• THE TASK: Reproduce every line of the listing below, substituting "polygon" for each occurrence of "mask" and leaving everything else unchanged. Omit the pictures from your output.

(Data items)
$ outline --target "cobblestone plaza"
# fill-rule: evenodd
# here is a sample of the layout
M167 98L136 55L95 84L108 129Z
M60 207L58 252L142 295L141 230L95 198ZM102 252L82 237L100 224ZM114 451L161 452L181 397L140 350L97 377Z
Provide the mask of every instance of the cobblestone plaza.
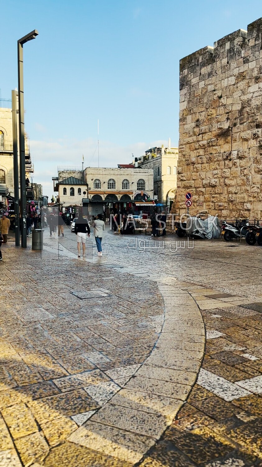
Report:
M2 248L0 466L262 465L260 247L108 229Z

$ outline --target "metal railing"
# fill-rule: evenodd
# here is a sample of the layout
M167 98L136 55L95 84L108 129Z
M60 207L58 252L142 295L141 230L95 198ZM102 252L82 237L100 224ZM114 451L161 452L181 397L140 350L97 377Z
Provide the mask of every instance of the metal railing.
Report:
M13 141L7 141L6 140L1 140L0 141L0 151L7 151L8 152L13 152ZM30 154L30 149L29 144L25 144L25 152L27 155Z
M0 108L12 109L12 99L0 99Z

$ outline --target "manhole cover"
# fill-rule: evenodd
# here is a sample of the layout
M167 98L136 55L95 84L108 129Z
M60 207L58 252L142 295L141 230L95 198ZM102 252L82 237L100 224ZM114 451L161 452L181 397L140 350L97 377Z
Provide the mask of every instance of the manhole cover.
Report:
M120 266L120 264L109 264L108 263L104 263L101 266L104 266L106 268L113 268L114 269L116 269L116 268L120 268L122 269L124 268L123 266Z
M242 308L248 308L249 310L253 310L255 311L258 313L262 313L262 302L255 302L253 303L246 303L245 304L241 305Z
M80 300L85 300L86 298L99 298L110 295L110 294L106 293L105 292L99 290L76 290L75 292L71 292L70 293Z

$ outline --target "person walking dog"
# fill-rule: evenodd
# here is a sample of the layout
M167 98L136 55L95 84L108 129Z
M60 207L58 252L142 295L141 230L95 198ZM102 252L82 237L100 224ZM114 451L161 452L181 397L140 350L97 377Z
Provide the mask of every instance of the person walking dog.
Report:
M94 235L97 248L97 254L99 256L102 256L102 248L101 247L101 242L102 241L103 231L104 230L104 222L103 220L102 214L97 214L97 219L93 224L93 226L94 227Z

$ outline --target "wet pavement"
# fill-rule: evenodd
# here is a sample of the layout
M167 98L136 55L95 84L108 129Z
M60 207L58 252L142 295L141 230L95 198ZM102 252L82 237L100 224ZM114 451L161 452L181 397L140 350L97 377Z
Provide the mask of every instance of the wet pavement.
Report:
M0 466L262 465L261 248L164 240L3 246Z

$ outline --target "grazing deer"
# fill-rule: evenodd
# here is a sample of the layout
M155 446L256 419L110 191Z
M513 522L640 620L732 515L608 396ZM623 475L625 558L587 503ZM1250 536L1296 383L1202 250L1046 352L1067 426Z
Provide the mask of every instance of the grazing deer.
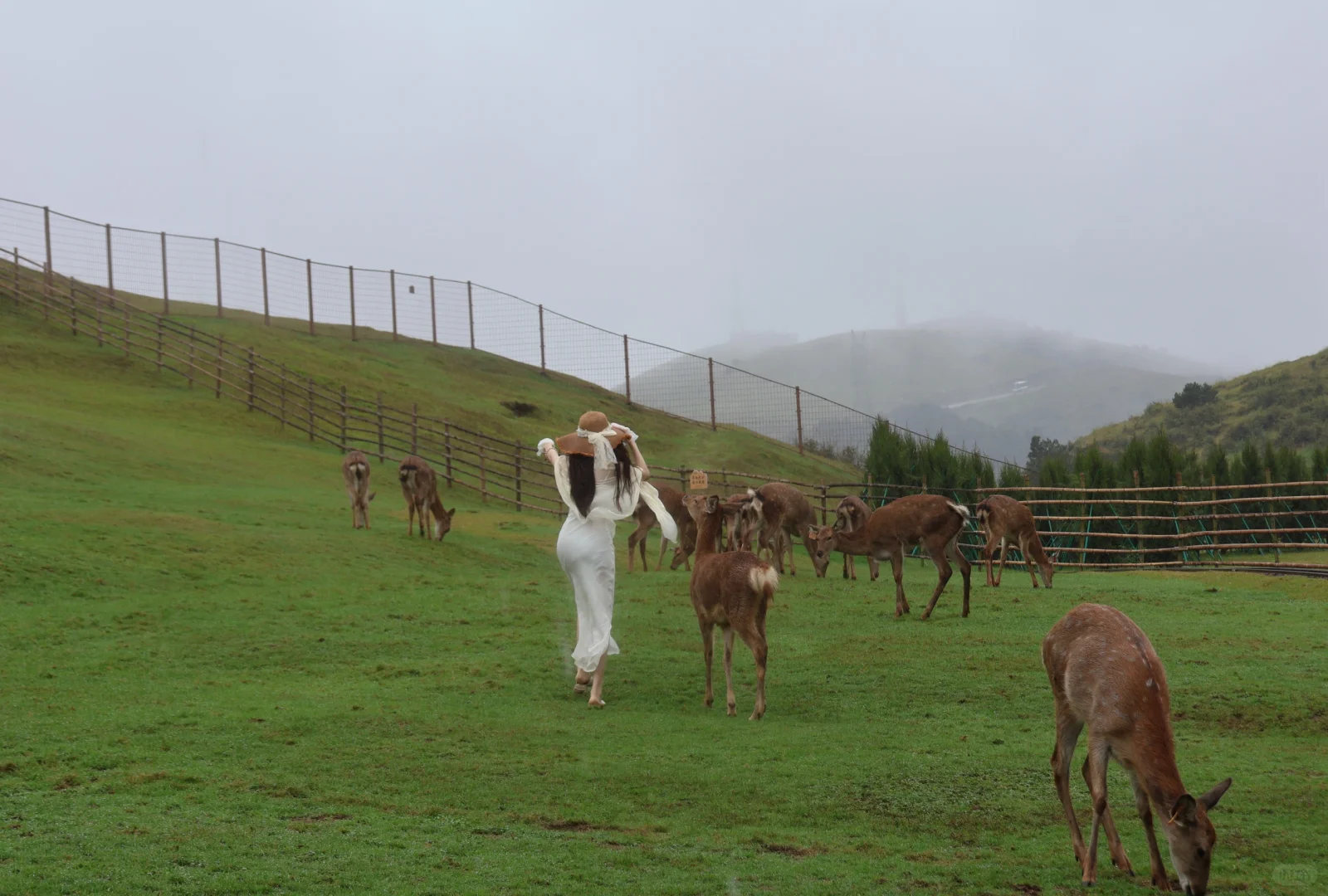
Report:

• WORKED SOLUTION:
$ outline --target "cobblestone plaza"
# fill-rule: evenodd
# here is a sample of the layout
M167 98L136 55L95 84L108 129Z
M60 207L58 252L142 295L141 230L95 198ZM102 252L82 237L100 224ZM114 451L161 452L181 397L140 350L97 377Z
Provide the polygon of every instance of the cobblestone plaza.
Report:
M2 248L0 466L262 465L260 247L108 229Z

$ outline --target "metal railing"
# fill-rule: evenodd
# here is a sample of the layout
M167 98L136 55L95 84L108 129Z
M60 207L58 252L142 295L141 230L95 198ZM102 252L82 237L100 224ZM114 451L161 452L181 397L140 350L97 377Z
Provide the polygon of every instance of the metal railing.
Report:
M13 141L7 141L6 140L1 140L0 141L0 151L7 151L8 152L13 152ZM30 154L30 149L29 144L25 144L25 152L27 155Z
M0 108L12 109L12 99L0 99Z

$ outline --target "manhole cover"
# fill-rule: evenodd
# here is a sample of the layout
M167 98L136 55L95 84L108 129Z
M60 207L58 252L142 295L141 230L95 198ZM102 252L82 237L100 224ZM114 451L161 452L181 397L140 350L97 377Z
Provide the polygon of every instance of the manhole cover.
Report:
M120 266L120 264L109 264L108 263L104 263L101 266L104 266L106 268L113 268L114 269L116 269L116 268L120 268L122 269L124 268L123 266Z
M242 308L248 308L249 310L253 310L255 311L258 313L262 313L262 302L255 302L253 303L246 303L245 304L241 305Z
M80 300L85 300L86 298L99 298L110 295L110 294L106 293L105 292L99 290L76 290L75 292L71 292L70 293Z

$ outline --target "person walking dog"
# fill-rule: evenodd
# here is a sample of the layout
M167 98L136 55L95 84L108 129Z
M60 207L58 252L142 295L141 230L95 198ZM102 252L82 237L100 224ZM114 451L161 452L181 397L140 350L97 377Z
Provide the polygon of every instance of the person walking dog.
Report:
M94 235L97 248L97 254L99 256L102 256L102 248L101 247L101 242L102 241L103 231L104 230L104 222L103 220L102 214L97 214L97 219L93 224L93 226L94 227Z

$ outline --target "wet pavement"
# fill-rule: evenodd
# here is a sample of the layout
M167 98L136 55L95 84L108 129Z
M60 207L58 252L142 295L141 230L95 198ZM102 252L82 237L100 224ZM114 451L161 452L181 397L140 350L97 377Z
Provide the polygon of every instance of the wet pavement.
Report:
M0 466L262 465L261 248L164 240L3 246Z

$ outline --target "grazing deer"
# fill-rule: evenodd
# here is a sample of the layout
M155 446L256 419L110 191Z
M513 522L640 620L732 515L608 396ZM623 475L625 558L587 503ZM1250 536L1296 383L1202 250L1046 352L1067 426Z
Provide the polygon of every instance of the grazing deer.
Report:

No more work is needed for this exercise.